## EXTRAIT DE PAGE
↓↓↓

Fin 2014, cette transition est décidée par le gouvernement français pour 2016[9] : toutes les chaînes seront diffusées en HD avec le codeur MPEG4-AVC. Le standard de diffusion reste le DVB-T.
Cette opération permet de réduire de huit à six le nombre de multiplex de TNT. En conséquence, la bande des 700 MHz est transférée aux télécommunications mobiles[10]. Des enchères organisées en novembre 2015 ont permis aux opérateurs de téléphonie d'obtenir les blocs suivants[11] : 5 MHz duplex chacun pour SFR et Bouygues Télécom, 10 MHz duplex chacun pour Orange et Free. Les réseaux de sécurité du ministère de l'intérieur (dits PPDR pour Public Protection and Disaster Relief, en français protection du public et secours aux victimes) obtiennent au total 16 Mhz[12]. L'ARCEP réserve en outre 15 Mhz aux services dits SDL (supplemental downlink, compléments de capacité en voie descendante) qui pourraient permettre d'augmenter la capacité de téléchargement des mobiles à l'avenir[12].
Le basculement de la télévision au codage MPEG4-AVC a eu lieu le 5 avril 2016[13]. Une réorganisation des fréquences TNT s'est effectuée ensuite par régions. Le transfert effectif de la bande des 700 MHz à la téléphonie a eu lieu selon les régions entre le 6 avril 2016 et le 1er juillet 2019[10] - [14]. La bande UHF de 470 MHz à 694 MHz reste allouée à la télévision[13].
Télécoms versus télévision
En France, les licences de service de radiodiffusion sont octroyées gratuitement par le CSA, mais donnent lieu à des obligations consignées dans un cahier des charges. Les licences de services de radio-communication mobile sont payantes et octroyées par l'ARCEP lors d'un appel d'offres organisé par l'État donnant lieu à des enchères.
On voit bien la tentation d'allouer une part significative du dividende aux télécoms, dans le but de récupérer le produit financier des enchères qui viendront créditer le budget de l'état. Fin 2011, les deux appels d'offres du gouvernement français pour les licences 4G ont rapporté environ 3,6 milliards d'euros[15]. Le premier appel d'offres compte pour 936 129 513 €. Le second, qui attribuait des licences pour des "fréquences en or", compte pour 2 639 087 005 €. L'attribution de la bande des 700 MHz en 2015 a rapporté 2,8 milliards d'euros[11].

↑↑↑

## CONSIGNE ÉCRITE 1
Dans l'extrait sur la TNT, reprenez le passage qui commence aux mots "Télécoms versus télévision" et s'arrête après "à des enchères.", en substituant "sans frais" à "gratuitement".

## LIGNES ENREGISTRÉES
↓↓↓

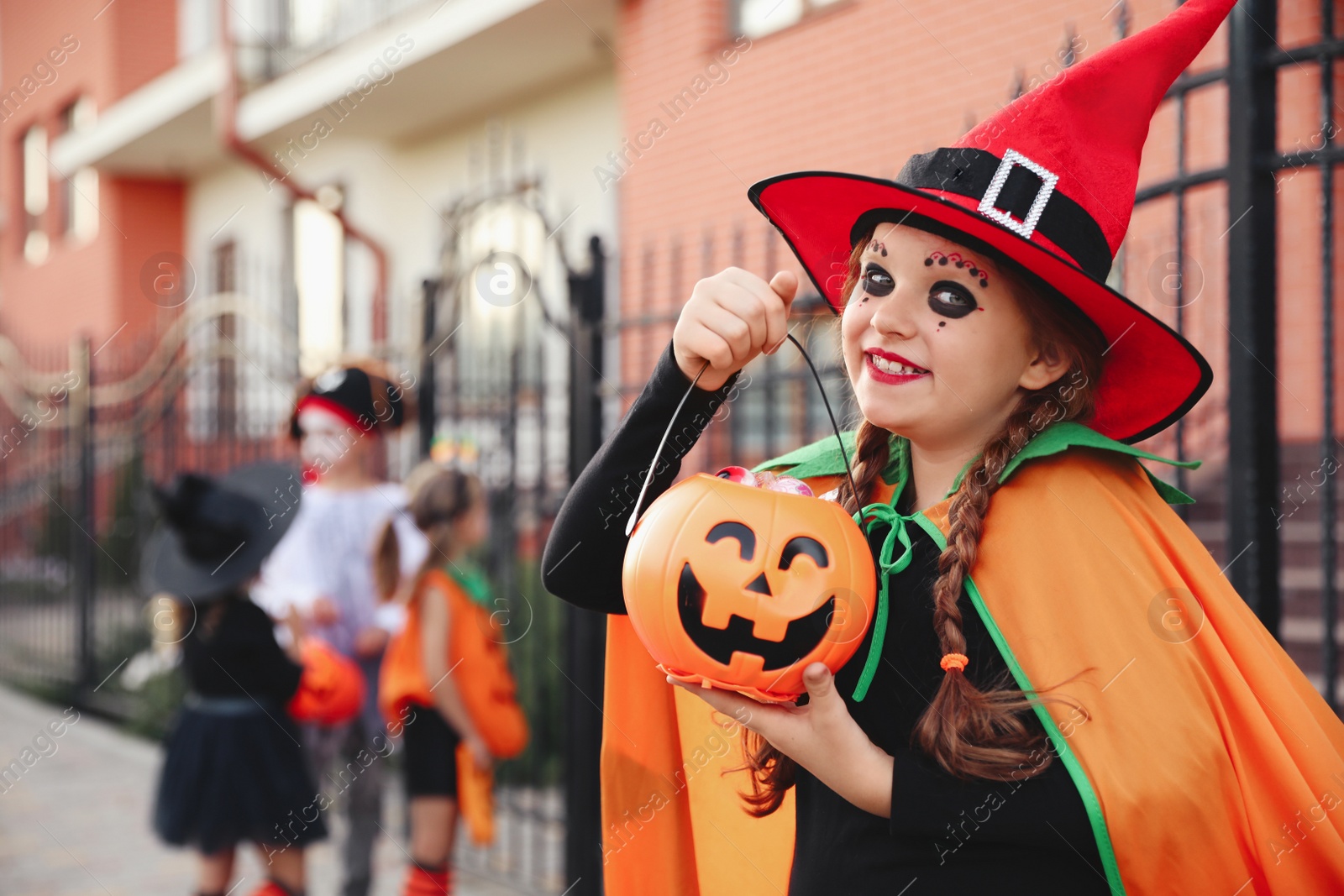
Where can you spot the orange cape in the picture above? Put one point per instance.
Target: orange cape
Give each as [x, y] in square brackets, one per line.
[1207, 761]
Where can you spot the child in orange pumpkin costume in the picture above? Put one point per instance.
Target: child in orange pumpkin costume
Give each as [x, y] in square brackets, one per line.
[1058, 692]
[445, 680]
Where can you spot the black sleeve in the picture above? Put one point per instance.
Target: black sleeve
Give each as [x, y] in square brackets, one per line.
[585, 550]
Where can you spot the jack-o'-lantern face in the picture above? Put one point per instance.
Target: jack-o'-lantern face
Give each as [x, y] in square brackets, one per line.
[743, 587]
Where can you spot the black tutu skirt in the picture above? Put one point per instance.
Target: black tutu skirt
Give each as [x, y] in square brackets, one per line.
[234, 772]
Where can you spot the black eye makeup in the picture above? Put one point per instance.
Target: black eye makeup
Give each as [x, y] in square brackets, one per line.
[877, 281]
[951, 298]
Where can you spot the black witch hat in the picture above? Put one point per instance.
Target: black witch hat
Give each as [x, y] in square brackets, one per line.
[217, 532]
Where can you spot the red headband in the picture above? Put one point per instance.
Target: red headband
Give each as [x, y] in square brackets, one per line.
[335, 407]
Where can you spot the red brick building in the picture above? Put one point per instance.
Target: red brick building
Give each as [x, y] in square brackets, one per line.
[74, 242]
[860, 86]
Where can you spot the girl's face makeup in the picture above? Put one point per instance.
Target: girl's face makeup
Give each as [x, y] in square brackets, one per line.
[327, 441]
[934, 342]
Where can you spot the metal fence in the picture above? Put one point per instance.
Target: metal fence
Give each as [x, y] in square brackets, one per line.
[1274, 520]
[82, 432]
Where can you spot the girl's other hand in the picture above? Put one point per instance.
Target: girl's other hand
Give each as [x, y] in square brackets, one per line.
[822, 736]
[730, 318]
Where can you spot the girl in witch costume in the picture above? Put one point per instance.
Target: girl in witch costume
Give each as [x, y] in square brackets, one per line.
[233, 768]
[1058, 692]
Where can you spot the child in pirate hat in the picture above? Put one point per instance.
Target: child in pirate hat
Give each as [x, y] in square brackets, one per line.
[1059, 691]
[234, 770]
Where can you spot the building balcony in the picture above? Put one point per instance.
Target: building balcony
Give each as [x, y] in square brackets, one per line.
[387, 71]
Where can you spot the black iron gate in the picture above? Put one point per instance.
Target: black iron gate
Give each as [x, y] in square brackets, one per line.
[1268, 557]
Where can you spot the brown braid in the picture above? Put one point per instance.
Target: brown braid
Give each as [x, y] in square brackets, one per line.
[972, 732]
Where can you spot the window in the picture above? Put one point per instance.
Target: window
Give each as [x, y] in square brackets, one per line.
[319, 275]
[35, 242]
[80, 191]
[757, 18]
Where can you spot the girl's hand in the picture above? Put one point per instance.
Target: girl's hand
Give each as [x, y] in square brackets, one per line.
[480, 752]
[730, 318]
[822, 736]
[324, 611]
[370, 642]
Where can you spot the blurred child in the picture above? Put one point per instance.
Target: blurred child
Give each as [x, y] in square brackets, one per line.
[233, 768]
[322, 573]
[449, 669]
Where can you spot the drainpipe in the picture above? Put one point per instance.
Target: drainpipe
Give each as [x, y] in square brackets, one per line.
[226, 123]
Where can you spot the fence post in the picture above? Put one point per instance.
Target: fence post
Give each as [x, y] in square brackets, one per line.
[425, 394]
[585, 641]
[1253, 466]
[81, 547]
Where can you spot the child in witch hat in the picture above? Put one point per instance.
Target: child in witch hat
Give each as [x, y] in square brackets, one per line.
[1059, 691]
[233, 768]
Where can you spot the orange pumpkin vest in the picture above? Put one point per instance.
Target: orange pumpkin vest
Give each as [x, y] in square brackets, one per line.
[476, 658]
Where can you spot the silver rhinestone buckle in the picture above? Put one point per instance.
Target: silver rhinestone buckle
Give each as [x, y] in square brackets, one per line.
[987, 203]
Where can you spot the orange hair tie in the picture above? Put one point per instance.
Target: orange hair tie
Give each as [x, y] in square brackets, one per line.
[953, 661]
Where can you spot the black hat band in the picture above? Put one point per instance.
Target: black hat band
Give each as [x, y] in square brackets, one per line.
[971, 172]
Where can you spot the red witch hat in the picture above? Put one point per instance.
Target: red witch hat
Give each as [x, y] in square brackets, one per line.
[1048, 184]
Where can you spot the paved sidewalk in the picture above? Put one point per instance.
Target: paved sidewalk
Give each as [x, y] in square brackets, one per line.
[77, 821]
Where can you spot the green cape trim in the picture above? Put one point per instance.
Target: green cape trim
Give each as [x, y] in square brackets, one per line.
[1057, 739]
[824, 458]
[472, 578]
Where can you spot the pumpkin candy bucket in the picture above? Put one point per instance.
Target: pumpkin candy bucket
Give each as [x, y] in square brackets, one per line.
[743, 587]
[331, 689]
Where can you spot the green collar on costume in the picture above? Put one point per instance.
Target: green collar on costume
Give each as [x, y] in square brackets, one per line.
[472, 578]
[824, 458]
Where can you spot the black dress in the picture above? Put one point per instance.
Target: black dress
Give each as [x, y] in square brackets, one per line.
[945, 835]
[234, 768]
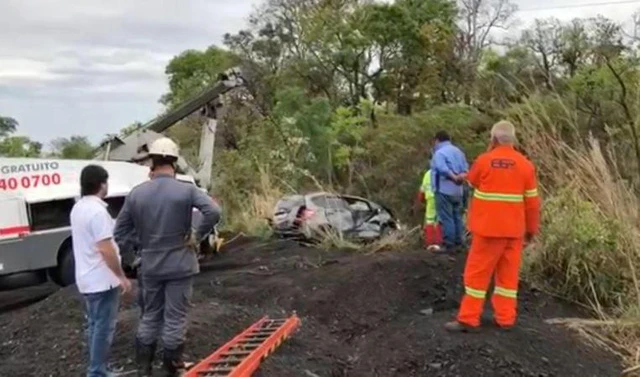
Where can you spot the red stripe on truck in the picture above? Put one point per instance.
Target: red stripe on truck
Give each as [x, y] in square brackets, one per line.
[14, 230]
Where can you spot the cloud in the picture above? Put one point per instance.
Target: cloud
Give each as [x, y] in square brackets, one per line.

↑↑↑

## CONSIGNE ÉCRITE 2
Renvoyez chaque ligne des enregistrements qui contient la chaîne "sidewalk".

## RÉPONSE 1
Télécoms versus télévision
En France, les licences de service de radiodiffusion sont octroyées sans frais par le CSA, mais donnent lieu à des obligations consignées dans un cahier des charges. Les licences de services de radio-communication mobile sont payantes et octroyées par l'ARCEP lors d'un appel d'offres organisé par l'État donnant lieu à des enchères.

## RÉPONSE 2
Where can you spot the paved sidewalk in the picture above? Put one point per instance.
Target: paved sidewalk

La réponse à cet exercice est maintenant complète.